*** PROVIDED PASSAGE ***

Author

Bill Pronzini

Bill Pronzini
  • From Mystery Writers of America Grand Master Bill Pronzini comes this historical mystery, The Paradise Affair.

    Quincannon’s pursuit of two con men who have absconded to Hawaii with a considerable sum of his employer’s assets dovetails nicely with Sabina’s vision of a second honeymoon. But neither is wont to stay out of trouble, and Sabina inadvertently becomes involved in a locked room murder involving a dying message in Honolulu.

  • The Stolen Gold Affair is the latest charming historical mystery in Mystery Writers of America Grand Master Bill Pronzini’s detective series.

    In response to a string of gold thefts in a Mother Lode mine, Quincannon goes undercover as a newly hired miner to identify and capture the men responsible.

    Meanwhile, Sabina finds herself not only making plans for her and Quincannon’s wedding, but also investigating both an audacious real estate scam and an abusive young man’s villainous secret.

  • Bill Pronzini’s riveting western mystery, The Peaceful Valley Crime Wave, takes on the modern world with old-fashioned violence—and his Peaceful Valley is anything but …

    Nothing much happens in Peaceful Valley, Montana. And that’s just how Sheriff Lucas Monk likes it.

*** INFORMATION GIVEN ***

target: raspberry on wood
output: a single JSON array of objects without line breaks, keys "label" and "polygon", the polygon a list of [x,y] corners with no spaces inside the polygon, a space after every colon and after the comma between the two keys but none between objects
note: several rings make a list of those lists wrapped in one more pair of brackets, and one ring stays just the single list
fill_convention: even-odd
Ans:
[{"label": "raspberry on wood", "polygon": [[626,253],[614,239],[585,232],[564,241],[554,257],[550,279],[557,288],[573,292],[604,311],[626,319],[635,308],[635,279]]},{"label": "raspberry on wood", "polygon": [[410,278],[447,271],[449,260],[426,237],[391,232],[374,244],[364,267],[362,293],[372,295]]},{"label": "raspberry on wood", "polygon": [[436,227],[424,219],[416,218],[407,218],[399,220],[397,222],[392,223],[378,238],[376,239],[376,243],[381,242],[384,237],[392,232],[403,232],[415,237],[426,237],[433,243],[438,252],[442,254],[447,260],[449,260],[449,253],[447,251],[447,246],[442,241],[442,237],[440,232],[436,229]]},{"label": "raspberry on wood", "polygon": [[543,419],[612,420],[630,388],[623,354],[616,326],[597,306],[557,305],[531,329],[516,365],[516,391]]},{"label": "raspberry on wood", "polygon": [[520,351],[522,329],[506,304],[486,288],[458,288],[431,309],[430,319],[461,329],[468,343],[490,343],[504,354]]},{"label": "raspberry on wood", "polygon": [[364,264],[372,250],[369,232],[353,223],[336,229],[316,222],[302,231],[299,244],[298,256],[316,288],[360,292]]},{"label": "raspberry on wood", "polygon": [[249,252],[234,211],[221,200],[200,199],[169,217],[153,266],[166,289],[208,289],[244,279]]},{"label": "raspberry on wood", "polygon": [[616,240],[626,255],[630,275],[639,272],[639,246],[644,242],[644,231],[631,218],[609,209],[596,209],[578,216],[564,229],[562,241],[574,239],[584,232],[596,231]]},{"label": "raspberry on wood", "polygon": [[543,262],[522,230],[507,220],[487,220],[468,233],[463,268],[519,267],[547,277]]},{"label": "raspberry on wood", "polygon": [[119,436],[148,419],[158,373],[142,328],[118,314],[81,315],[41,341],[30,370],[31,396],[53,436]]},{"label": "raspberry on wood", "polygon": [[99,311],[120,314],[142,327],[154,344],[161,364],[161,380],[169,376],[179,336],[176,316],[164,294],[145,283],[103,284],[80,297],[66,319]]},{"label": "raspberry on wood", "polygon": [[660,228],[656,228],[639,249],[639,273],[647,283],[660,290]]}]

***

Copy from the author page on Bill Pronzini the stretch from "In response to" through "the men responsible.", word for word, and set it down here.

In response to a string of gold thefts in a Mother Lode mine, Quincannon goes undercover as a newly hired miner to identify and capture the men responsible.